INSTRUCTION – Please output every line of the listing below as a JSON list of strings, with one string per line and blank lines left out.

## begin RECORDS PROVIDED

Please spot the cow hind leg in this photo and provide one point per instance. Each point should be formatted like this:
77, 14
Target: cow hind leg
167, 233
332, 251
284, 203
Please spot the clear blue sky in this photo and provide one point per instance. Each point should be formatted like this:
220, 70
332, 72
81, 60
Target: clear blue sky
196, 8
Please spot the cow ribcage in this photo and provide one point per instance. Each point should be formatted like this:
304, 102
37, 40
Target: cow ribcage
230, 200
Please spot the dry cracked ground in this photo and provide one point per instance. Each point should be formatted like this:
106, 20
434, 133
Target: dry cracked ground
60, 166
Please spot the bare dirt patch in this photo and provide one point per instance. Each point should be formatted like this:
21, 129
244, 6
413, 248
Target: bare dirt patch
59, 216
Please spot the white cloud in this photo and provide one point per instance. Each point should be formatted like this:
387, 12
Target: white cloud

## end RECORDS PROVIDED

EXERCISE RESULT –
[
  "Please spot the cow hind leg in this photo and provide one point per instance. Each point should be formatted like this:",
  "77, 14",
  "Target: cow hind leg",
  "167, 233",
  "332, 251",
  "284, 203",
  "Please spot the clear blue sky in this photo and provide one point per instance. Each point should be formatted like this:",
  "220, 70",
  "332, 72",
  "81, 60",
  "Target: clear blue sky",
  "196, 8",
  "Please spot the cow ribcage in this photo and provide one point per instance. Each point should be formatted like this:",
  "304, 102",
  "37, 40",
  "Target: cow ribcage",
  "230, 200",
  "Please spot the dry cracked ground in this photo and provide one point per instance. Each point should be formatted like this:",
  "106, 20",
  "434, 133",
  "Target: dry cracked ground",
  "60, 166",
  "Please spot the bare dirt patch in this photo and provide one point per instance. Each point should be formatted like this:",
  "21, 129",
  "244, 6",
  "413, 248",
  "Target: bare dirt patch",
  "59, 216",
  "Please spot the white cloud in this photo and provide one point per instance. Each point should be formatted like this:",
  "387, 12",
  "Target: white cloud"
]